DIRECTIONS ->
Copy the items below, replacing each occurrence of "instance" with "object" and leaving everything else as it is.
* Start DATA FOR PROCESSING *
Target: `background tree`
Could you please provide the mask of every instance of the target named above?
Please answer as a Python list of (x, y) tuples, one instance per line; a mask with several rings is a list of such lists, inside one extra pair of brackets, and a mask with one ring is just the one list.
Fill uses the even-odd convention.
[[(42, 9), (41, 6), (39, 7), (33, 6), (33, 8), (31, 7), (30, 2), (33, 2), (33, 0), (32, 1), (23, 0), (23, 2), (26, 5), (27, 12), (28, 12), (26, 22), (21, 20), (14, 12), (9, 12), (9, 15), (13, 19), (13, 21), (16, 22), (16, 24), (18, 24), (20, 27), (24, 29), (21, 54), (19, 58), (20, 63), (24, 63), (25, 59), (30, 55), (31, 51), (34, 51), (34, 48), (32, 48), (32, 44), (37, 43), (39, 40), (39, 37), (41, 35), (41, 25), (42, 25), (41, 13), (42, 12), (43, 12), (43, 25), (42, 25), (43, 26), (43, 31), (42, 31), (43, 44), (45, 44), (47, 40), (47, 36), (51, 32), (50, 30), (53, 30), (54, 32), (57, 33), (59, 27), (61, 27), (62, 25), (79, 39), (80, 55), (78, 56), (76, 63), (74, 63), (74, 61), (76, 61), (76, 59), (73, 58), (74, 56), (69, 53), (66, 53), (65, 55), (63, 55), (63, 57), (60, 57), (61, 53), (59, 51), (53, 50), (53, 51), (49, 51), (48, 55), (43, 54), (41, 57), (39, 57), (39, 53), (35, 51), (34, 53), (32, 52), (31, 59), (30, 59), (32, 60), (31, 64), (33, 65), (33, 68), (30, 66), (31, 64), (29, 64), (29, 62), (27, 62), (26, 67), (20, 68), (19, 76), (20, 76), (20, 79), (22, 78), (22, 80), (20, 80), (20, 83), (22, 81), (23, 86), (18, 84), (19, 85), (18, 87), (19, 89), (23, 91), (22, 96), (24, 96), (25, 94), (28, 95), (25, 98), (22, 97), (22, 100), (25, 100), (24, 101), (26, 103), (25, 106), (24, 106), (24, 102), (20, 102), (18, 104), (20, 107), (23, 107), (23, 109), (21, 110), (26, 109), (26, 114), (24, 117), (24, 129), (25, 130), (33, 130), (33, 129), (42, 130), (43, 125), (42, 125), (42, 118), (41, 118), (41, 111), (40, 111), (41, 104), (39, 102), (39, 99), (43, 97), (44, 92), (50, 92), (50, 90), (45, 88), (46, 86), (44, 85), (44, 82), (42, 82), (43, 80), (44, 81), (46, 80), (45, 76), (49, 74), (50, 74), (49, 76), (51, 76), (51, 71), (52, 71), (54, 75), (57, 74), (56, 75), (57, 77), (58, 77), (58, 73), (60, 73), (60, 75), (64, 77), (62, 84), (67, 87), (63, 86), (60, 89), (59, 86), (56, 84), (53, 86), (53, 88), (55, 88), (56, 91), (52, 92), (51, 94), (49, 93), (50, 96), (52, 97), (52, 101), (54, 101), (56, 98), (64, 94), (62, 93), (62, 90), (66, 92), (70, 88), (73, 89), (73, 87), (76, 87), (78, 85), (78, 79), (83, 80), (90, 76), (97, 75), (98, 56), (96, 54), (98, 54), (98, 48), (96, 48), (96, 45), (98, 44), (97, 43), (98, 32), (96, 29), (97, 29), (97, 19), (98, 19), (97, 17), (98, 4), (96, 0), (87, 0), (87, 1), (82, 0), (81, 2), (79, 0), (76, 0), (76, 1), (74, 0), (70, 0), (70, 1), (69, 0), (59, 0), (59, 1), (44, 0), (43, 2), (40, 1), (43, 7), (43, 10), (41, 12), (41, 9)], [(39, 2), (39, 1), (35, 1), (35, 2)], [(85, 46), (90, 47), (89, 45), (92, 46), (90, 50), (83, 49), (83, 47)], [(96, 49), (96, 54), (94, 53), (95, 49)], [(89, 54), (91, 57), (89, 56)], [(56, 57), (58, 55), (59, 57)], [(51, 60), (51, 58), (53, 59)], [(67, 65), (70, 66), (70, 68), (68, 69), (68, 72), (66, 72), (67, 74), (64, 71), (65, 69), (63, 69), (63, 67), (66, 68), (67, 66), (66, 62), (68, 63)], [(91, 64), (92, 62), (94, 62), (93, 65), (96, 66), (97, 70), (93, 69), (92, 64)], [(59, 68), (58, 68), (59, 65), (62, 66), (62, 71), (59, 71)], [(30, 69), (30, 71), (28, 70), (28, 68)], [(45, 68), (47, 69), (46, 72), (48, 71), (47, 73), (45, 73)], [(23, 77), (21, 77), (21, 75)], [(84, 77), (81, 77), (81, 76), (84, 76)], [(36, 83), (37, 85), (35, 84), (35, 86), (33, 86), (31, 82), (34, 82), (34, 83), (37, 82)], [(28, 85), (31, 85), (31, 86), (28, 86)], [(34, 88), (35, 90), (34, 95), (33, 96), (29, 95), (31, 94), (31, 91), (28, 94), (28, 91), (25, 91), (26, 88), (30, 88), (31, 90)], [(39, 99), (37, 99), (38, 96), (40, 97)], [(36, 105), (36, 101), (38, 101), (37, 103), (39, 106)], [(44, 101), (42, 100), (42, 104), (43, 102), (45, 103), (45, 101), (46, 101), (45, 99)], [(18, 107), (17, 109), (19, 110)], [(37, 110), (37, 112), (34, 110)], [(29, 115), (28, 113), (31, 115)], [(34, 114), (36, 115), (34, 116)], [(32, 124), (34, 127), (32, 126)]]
* End DATA FOR PROCESSING *
EXERCISE SOLUTION ->
Target: `background tree`
Could you please provide the mask of every object of the target named above?
Please answer as a Python list of (x, y) tuples, one object per line; a mask with several rings is a list of such lists, inside one extra pair of brackets, and a mask with one ring is just the one list.
Fill uses the even-odd convention.
[[(42, 9), (41, 6), (39, 7), (33, 6), (33, 8), (31, 7), (30, 2), (33, 2), (33, 0), (32, 1), (23, 0), (23, 2), (26, 5), (27, 12), (28, 12), (26, 22), (21, 20), (14, 12), (9, 12), (9, 15), (13, 19), (13, 21), (16, 22), (16, 24), (18, 24), (20, 27), (24, 29), (21, 54), (19, 58), (20, 63), (24, 63), (25, 59), (30, 55), (31, 51), (34, 51), (34, 48), (32, 48), (32, 44), (37, 43), (39, 40), (39, 37), (41, 35), (41, 25), (42, 25), (41, 13), (42, 12), (43, 12), (43, 25), (42, 25), (43, 26), (43, 31), (42, 31), (43, 44), (45, 44), (47, 40), (47, 36), (51, 32), (50, 30), (53, 30), (54, 32), (57, 33), (59, 27), (61, 27), (62, 25), (79, 39), (80, 55), (78, 56), (76, 63), (74, 63), (74, 61), (76, 61), (76, 59), (73, 58), (74, 56), (69, 53), (66, 53), (65, 55), (63, 55), (63, 57), (60, 57), (61, 53), (59, 51), (53, 50), (53, 51), (49, 51), (48, 55), (43, 54), (41, 57), (39, 57), (39, 53), (35, 51), (34, 53), (32, 52), (31, 59), (30, 59), (32, 60), (31, 64), (33, 65), (33, 68), (30, 66), (31, 64), (29, 64), (29, 62), (27, 62), (26, 67), (20, 68), (19, 76), (20, 76), (20, 79), (22, 78), (22, 80), (20, 80), (20, 83), (22, 81), (23, 86), (18, 84), (19, 85), (18, 87), (19, 89), (23, 91), (22, 96), (24, 96), (25, 94), (28, 95), (25, 98), (22, 97), (22, 100), (25, 100), (24, 101), (26, 103), (25, 106), (24, 106), (24, 102), (20, 102), (18, 104), (20, 107), (23, 107), (23, 109), (21, 110), (26, 109), (26, 114), (24, 117), (24, 129), (25, 130), (33, 130), (33, 129), (42, 130), (43, 125), (42, 125), (42, 118), (41, 118), (41, 111), (40, 111), (41, 104), (39, 102), (39, 99), (43, 97), (44, 92), (50, 92), (50, 90), (45, 88), (46, 86), (44, 85), (44, 82), (42, 82), (43, 80), (44, 81), (46, 80), (45, 76), (49, 74), (50, 74), (49, 76), (51, 76), (51, 71), (52, 71), (54, 75), (57, 74), (56, 75), (57, 77), (58, 77), (58, 73), (60, 73), (60, 75), (64, 77), (62, 84), (67, 87), (63, 86), (60, 89), (59, 86), (56, 84), (53, 86), (53, 88), (55, 88), (56, 91), (52, 92), (51, 94), (49, 93), (50, 96), (52, 97), (52, 101), (54, 101), (56, 98), (64, 94), (62, 93), (62, 90), (66, 92), (70, 88), (73, 89), (73, 87), (76, 87), (78, 85), (78, 79), (83, 80), (90, 76), (97, 75), (98, 56), (96, 54), (98, 54), (98, 48), (96, 48), (96, 45), (98, 44), (97, 43), (98, 32), (96, 29), (97, 29), (97, 19), (98, 19), (97, 17), (98, 4), (96, 0), (87, 0), (87, 1), (82, 0), (81, 2), (79, 0), (76, 0), (76, 1), (74, 0), (70, 0), (70, 1), (69, 0), (59, 0), (59, 1), (44, 0), (43, 2), (40, 1), (43, 7), (43, 10), (41, 12), (41, 9)], [(39, 2), (39, 1), (35, 1), (35, 2)], [(85, 46), (90, 47), (89, 45), (92, 46), (90, 50), (83, 49), (83, 47)], [(96, 49), (96, 54), (94, 53), (95, 49)], [(89, 54), (91, 57), (89, 56)], [(56, 57), (58, 55), (59, 57)], [(51, 60), (51, 58), (53, 59)], [(67, 65), (70, 66), (70, 68), (68, 69), (68, 72), (66, 72), (67, 74), (64, 71), (65, 69), (63, 69), (63, 67), (66, 68), (67, 66), (66, 62), (68, 63)], [(91, 64), (92, 62), (94, 62), (93, 65), (96, 66), (97, 70), (93, 69), (92, 64)], [(59, 68), (58, 68), (59, 65), (62, 66), (62, 71), (59, 71)], [(30, 69), (30, 71), (28, 70), (28, 68)], [(45, 68), (47, 69), (46, 72), (48, 71), (47, 73), (45, 73)], [(23, 77), (21, 77), (21, 75)], [(84, 77), (81, 77), (81, 76), (84, 76)], [(36, 83), (37, 85), (35, 84), (35, 86), (33, 86), (31, 82), (34, 82), (34, 83), (37, 82)], [(28, 85), (31, 85), (31, 86), (28, 86)], [(34, 88), (35, 90), (34, 95), (33, 96), (29, 95), (31, 94), (31, 91), (28, 94), (28, 91), (25, 91), (26, 88), (30, 88), (31, 90)], [(39, 99), (37, 99), (38, 96), (40, 97)], [(36, 105), (36, 101), (38, 101), (37, 103), (39, 106)], [(44, 101), (42, 100), (42, 104), (43, 102), (45, 103), (45, 101), (46, 101), (45, 99)], [(18, 107), (17, 109), (19, 110)], [(37, 110), (37, 112), (34, 110)], [(29, 115), (28, 113), (31, 115)], [(34, 114), (36, 115), (34, 116)], [(32, 124), (34, 127), (32, 126)]]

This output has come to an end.